● **DATA RECORDS**:
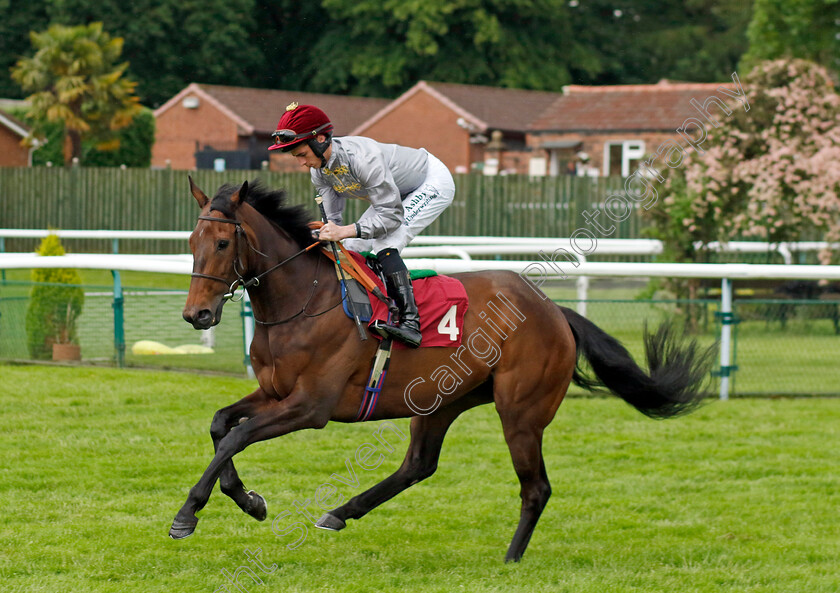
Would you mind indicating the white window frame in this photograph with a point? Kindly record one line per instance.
(630, 150)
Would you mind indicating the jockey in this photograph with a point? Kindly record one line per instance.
(407, 189)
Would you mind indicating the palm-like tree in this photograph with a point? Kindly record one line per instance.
(74, 77)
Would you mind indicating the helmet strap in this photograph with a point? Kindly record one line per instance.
(319, 148)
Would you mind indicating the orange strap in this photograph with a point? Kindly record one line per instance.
(348, 264)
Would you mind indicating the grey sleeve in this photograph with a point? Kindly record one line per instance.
(333, 202)
(386, 212)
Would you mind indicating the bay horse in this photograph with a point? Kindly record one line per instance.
(312, 367)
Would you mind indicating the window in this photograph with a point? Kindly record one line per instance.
(622, 158)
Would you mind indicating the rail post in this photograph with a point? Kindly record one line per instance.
(119, 320)
(727, 319)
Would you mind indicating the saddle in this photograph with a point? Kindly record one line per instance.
(441, 300)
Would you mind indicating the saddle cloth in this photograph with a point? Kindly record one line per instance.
(441, 301)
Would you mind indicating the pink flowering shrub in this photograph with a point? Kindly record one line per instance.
(769, 174)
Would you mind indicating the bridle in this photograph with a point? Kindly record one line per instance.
(255, 280)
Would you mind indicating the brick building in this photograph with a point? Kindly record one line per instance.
(617, 126)
(12, 153)
(206, 123)
(465, 126)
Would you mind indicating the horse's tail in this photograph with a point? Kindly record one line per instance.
(674, 384)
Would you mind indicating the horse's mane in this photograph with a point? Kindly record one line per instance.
(271, 204)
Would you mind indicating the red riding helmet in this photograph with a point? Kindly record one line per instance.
(299, 124)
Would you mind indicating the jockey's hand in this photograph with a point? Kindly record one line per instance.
(334, 232)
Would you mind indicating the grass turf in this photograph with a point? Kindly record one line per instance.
(739, 497)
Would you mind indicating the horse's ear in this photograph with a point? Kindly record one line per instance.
(239, 196)
(198, 194)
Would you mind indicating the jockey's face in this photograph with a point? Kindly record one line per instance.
(306, 158)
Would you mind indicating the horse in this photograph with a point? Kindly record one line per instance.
(312, 368)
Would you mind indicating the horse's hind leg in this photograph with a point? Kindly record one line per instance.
(535, 490)
(427, 433)
(523, 420)
(230, 484)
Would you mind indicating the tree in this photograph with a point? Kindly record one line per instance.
(171, 43)
(74, 78)
(379, 48)
(805, 29)
(770, 173)
(17, 19)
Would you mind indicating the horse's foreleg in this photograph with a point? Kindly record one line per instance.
(276, 420)
(427, 434)
(229, 482)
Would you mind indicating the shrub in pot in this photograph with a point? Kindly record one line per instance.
(54, 304)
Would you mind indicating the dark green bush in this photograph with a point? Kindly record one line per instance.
(54, 304)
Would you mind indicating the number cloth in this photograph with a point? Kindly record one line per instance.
(441, 300)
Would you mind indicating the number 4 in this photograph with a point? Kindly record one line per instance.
(448, 325)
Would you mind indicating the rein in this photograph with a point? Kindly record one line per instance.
(255, 280)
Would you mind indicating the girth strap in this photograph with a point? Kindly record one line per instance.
(378, 370)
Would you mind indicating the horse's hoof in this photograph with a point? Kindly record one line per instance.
(256, 506)
(182, 529)
(331, 523)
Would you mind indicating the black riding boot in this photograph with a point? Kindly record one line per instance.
(408, 330)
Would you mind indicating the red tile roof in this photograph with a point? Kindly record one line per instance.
(483, 107)
(500, 108)
(259, 110)
(662, 106)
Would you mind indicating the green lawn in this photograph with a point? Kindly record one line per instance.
(799, 357)
(739, 497)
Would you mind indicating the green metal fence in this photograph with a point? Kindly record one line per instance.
(781, 347)
(146, 199)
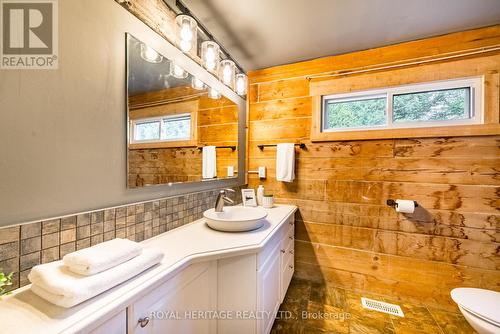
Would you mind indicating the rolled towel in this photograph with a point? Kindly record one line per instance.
(285, 162)
(209, 162)
(92, 260)
(55, 283)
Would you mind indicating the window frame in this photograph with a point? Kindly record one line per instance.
(476, 105)
(159, 119)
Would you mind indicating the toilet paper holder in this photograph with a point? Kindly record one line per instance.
(393, 203)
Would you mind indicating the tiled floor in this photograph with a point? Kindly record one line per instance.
(341, 312)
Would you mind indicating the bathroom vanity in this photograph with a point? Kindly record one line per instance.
(207, 282)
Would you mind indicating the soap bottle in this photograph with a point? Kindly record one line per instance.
(260, 194)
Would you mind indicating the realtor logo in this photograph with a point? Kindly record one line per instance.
(29, 34)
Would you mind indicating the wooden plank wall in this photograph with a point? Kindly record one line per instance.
(217, 125)
(346, 235)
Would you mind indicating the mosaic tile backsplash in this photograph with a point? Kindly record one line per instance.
(26, 245)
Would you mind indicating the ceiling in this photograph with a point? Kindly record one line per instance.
(265, 33)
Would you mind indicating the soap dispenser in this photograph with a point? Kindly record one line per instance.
(260, 194)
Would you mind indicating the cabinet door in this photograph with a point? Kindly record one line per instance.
(268, 291)
(178, 305)
(287, 259)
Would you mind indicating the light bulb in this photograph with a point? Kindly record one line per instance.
(210, 58)
(226, 75)
(186, 30)
(210, 55)
(197, 84)
(214, 94)
(241, 85)
(186, 33)
(178, 72)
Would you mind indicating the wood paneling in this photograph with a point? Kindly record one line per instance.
(346, 234)
(420, 49)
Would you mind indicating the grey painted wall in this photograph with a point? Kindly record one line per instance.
(62, 132)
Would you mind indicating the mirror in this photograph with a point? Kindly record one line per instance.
(179, 128)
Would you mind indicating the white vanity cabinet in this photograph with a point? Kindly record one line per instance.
(208, 282)
(246, 288)
(175, 306)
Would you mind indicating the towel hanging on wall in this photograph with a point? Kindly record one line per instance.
(209, 163)
(285, 162)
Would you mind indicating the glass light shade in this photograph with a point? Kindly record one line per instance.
(214, 94)
(197, 84)
(210, 55)
(187, 33)
(241, 84)
(150, 55)
(177, 72)
(227, 72)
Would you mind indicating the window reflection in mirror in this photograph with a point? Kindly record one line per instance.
(172, 115)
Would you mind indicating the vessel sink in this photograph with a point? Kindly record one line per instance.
(235, 218)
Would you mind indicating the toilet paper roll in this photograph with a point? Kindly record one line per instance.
(405, 206)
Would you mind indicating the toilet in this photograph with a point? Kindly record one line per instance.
(481, 308)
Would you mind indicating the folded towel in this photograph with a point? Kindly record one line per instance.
(92, 260)
(285, 162)
(209, 162)
(57, 284)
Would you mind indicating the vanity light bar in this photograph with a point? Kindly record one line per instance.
(182, 9)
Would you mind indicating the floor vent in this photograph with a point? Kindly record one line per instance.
(379, 306)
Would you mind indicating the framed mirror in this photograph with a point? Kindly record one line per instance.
(183, 125)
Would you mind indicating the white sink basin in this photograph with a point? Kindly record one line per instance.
(235, 218)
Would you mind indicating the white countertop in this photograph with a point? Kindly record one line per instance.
(24, 312)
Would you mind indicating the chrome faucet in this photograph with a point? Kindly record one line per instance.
(221, 198)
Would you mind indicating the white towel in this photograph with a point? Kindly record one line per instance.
(285, 162)
(209, 162)
(58, 285)
(92, 260)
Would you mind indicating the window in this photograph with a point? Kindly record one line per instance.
(455, 102)
(167, 128)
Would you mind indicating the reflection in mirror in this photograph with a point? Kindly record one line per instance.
(179, 129)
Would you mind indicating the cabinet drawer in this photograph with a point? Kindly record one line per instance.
(287, 250)
(114, 325)
(283, 232)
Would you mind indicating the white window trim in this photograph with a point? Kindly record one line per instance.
(476, 104)
(160, 120)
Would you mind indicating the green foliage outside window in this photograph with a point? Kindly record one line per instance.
(352, 114)
(438, 105)
(441, 105)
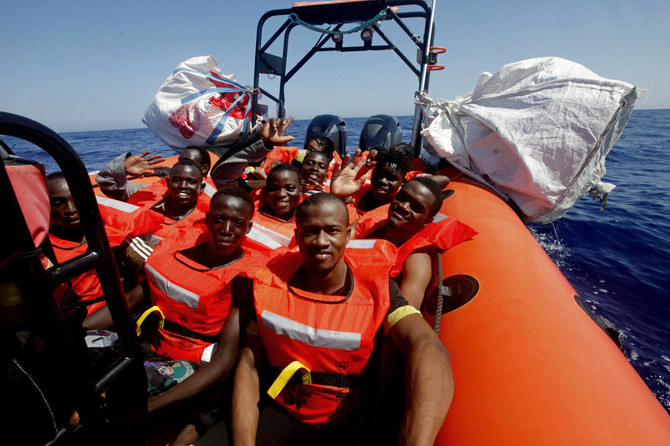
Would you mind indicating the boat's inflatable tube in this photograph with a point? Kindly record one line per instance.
(530, 366)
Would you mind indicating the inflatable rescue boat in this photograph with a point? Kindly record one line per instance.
(530, 365)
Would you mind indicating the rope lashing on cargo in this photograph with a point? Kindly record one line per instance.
(380, 16)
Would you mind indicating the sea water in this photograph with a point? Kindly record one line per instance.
(618, 259)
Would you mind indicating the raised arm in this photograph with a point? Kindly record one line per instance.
(113, 180)
(249, 148)
(349, 180)
(272, 132)
(429, 385)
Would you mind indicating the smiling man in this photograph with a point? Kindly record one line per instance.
(318, 315)
(413, 224)
(196, 292)
(314, 172)
(67, 240)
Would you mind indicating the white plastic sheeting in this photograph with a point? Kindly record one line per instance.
(197, 105)
(537, 132)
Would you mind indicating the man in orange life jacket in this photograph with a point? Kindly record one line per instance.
(318, 312)
(198, 290)
(277, 204)
(409, 223)
(67, 240)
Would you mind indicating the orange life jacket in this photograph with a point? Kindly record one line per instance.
(194, 300)
(331, 336)
(87, 285)
(122, 219)
(443, 233)
(281, 231)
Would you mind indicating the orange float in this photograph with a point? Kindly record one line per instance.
(530, 366)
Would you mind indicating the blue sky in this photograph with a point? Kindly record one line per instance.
(89, 65)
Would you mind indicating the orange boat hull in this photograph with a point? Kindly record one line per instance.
(530, 366)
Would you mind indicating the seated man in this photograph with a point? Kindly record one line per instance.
(278, 201)
(250, 149)
(390, 172)
(196, 290)
(318, 312)
(320, 144)
(412, 223)
(67, 240)
(386, 179)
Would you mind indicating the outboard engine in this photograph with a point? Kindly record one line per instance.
(380, 131)
(331, 126)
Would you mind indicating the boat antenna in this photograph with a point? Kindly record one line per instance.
(418, 114)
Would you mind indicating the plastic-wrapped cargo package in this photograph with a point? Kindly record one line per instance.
(197, 105)
(537, 131)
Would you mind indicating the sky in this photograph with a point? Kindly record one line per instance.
(93, 65)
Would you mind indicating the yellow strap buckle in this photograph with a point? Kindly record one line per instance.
(161, 323)
(286, 375)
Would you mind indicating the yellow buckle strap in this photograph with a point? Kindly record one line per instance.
(286, 375)
(161, 324)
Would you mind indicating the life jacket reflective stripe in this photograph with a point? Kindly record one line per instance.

● **TASK DETAILS**: Begin at the line that has "Would you mind indicating the yellow buckle" and stop after the last line of the entries. Write those lines out again with the requests unchanged, and increase every point coordinate in the answers by 10.

● **IN RESPONSE**:
Would you mind indicating the yellow buckle strap in this photograph with a point? Kindly record one line per instance.
(296, 385)
(171, 334)
Would you mind indicating the life jacket reflective stripe in this photograph with a point? Kindly record one line per instance.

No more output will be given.